Reproduce every one of the following rows verbatim, line for line.

**Dataset excerpt**
====
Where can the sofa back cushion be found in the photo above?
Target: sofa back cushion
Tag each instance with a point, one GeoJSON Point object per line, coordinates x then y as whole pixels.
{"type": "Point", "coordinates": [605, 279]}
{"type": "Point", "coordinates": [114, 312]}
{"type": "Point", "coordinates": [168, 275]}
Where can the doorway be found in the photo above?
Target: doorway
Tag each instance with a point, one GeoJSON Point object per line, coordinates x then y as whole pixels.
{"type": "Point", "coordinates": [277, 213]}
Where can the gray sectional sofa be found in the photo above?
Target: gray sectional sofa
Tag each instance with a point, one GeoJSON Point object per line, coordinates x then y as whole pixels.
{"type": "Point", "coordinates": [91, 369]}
====
**Written solution**
Where can the sofa back cushion be found in the photo above?
Target: sofa back cushion
Tag each instance with a point, one GeoJSON Point object per line, coordinates x then y as whole pixels.
{"type": "Point", "coordinates": [605, 279]}
{"type": "Point", "coordinates": [114, 312]}
{"type": "Point", "coordinates": [168, 275]}
Where can the doorway be found in the photo above?
Target: doorway
Tag each instance with a point, one GeoJSON Point object per line, coordinates x then y as whole pixels.
{"type": "Point", "coordinates": [277, 213]}
Where can the gray sectional sofa be found in the photo above?
Target: gray sectional sofa
Tag each instance with a point, one GeoJSON Point object per line, coordinates x then y as whole pixels.
{"type": "Point", "coordinates": [91, 369]}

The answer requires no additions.